WHAT YOU SHOULD DO: Locate the line bearing "Query: black tire" in the material below, then reproduce it and each following line up to and including the line bearing "Mark every instance of the alloy".

──────── SUPPLIED RECORDS

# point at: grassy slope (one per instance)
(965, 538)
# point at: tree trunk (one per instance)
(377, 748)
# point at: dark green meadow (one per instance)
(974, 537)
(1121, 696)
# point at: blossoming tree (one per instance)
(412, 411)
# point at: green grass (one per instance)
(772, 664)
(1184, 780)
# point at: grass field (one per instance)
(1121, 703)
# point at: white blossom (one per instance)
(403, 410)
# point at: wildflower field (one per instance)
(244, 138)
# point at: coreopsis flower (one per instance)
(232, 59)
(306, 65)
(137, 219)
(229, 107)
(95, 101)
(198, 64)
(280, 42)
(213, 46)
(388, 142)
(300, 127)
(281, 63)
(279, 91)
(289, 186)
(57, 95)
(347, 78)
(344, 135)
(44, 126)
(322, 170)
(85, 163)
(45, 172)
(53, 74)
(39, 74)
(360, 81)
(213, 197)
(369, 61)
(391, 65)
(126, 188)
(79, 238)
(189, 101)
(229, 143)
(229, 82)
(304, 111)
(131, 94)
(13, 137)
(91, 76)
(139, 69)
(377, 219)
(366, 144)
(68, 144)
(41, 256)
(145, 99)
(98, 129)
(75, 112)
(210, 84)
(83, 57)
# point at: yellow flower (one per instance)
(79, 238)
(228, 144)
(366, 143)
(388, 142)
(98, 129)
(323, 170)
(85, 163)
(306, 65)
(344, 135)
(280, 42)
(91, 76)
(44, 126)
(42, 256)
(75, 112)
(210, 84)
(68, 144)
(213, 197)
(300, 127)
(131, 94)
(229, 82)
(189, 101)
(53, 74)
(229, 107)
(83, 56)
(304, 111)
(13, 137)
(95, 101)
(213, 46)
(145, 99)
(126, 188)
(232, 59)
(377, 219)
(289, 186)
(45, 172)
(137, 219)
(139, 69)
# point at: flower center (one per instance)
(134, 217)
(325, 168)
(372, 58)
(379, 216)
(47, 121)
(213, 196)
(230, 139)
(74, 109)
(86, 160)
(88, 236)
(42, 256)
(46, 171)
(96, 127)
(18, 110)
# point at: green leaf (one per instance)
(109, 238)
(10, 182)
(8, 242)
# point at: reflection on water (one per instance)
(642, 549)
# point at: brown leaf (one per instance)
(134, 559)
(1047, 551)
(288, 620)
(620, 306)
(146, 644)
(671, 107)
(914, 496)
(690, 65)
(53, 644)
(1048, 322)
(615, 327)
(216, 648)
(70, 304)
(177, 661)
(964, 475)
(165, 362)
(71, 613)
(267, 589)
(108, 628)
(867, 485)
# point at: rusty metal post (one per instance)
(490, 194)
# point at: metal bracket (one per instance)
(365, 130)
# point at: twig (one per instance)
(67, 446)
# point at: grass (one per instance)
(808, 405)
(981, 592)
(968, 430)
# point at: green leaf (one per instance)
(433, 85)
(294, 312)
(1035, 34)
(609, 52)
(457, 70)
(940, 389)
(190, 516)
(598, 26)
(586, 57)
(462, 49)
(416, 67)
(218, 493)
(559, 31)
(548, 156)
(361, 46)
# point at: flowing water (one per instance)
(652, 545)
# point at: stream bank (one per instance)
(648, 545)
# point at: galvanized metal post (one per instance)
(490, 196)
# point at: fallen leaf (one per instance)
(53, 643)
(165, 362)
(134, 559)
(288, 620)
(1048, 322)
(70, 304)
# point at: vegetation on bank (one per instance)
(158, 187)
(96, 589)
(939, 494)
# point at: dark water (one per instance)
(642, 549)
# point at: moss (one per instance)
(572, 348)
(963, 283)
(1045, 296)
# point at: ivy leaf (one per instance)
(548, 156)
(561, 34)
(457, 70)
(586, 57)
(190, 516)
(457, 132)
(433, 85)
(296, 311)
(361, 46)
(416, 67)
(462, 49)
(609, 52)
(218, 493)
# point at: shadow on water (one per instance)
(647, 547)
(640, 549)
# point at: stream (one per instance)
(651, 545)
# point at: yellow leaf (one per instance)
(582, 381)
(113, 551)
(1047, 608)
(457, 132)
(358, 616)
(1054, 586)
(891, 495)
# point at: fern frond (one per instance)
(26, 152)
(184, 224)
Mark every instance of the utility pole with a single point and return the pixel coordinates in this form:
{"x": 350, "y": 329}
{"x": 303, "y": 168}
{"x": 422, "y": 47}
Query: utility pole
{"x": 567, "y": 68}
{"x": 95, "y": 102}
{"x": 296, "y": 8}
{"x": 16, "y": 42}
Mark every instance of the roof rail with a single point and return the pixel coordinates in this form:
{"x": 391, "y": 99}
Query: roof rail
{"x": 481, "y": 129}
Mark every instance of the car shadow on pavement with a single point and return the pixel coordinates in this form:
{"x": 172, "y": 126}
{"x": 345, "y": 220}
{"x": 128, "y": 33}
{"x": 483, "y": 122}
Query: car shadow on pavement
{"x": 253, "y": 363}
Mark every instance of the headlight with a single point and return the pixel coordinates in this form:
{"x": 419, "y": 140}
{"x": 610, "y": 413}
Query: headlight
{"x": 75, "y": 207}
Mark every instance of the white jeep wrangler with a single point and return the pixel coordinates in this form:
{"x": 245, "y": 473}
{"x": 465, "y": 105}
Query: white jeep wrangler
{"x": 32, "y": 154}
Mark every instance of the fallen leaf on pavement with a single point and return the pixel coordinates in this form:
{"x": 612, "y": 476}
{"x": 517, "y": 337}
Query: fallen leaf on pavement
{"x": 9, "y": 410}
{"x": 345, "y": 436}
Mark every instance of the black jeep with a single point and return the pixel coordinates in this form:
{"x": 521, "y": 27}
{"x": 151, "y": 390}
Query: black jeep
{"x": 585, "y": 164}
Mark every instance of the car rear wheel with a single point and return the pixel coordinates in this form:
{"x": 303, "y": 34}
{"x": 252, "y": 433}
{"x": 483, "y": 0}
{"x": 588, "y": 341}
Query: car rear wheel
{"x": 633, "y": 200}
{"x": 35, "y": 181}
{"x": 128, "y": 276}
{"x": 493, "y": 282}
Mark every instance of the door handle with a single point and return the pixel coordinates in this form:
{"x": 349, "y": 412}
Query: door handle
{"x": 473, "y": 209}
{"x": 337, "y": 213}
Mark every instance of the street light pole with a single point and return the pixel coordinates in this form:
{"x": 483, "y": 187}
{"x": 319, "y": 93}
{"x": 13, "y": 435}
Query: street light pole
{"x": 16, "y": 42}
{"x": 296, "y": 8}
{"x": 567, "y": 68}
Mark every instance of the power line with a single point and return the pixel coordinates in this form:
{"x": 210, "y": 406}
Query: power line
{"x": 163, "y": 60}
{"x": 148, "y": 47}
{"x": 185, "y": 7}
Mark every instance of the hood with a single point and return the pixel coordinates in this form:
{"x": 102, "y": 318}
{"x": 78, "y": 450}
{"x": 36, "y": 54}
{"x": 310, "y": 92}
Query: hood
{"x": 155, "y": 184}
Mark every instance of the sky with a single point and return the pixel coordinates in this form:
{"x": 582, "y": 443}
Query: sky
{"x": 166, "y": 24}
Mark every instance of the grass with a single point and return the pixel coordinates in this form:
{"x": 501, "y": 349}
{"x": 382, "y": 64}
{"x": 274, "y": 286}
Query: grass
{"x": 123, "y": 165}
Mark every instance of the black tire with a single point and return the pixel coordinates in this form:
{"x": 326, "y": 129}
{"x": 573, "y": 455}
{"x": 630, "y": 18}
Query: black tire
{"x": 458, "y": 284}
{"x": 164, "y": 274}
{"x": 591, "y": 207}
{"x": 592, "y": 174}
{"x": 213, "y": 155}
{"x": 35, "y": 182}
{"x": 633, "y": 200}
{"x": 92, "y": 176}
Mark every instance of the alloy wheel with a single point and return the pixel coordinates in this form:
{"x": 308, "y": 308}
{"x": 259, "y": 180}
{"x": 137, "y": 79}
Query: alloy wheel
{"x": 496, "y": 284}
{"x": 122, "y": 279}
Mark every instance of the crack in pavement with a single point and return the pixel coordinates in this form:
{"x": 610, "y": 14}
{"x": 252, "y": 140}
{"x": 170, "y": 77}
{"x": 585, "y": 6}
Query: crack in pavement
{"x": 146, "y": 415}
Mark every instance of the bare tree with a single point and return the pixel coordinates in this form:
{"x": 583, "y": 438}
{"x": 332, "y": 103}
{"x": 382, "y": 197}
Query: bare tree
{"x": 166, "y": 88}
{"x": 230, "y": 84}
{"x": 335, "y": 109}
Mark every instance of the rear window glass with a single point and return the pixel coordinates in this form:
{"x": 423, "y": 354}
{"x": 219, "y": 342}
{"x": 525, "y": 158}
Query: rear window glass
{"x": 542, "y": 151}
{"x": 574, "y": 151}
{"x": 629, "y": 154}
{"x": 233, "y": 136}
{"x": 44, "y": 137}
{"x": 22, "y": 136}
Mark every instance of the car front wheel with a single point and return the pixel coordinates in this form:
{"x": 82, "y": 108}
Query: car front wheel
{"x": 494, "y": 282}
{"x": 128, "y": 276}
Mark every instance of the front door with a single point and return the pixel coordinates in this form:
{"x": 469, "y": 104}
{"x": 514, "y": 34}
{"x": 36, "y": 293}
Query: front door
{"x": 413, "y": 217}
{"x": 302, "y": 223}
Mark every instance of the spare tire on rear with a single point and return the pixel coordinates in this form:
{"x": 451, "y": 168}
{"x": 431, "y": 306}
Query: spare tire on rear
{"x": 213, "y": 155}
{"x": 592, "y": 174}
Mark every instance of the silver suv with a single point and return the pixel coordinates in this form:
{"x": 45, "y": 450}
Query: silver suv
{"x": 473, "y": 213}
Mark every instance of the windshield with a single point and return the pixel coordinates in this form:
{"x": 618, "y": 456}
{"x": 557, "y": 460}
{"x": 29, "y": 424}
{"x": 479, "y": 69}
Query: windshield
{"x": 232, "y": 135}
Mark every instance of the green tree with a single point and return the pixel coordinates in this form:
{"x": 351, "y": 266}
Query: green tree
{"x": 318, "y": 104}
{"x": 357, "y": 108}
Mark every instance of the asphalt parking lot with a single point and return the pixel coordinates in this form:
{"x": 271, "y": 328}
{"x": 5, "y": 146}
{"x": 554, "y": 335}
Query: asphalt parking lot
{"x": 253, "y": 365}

────────────────

OUTPUT OF THE EXERCISE:
Query: black tire
{"x": 458, "y": 284}
{"x": 164, "y": 274}
{"x": 591, "y": 207}
{"x": 592, "y": 174}
{"x": 213, "y": 155}
{"x": 35, "y": 182}
{"x": 633, "y": 200}
{"x": 92, "y": 176}
Mark every instance of the alloy wheel with a single point and return the pixel coordinates in this form:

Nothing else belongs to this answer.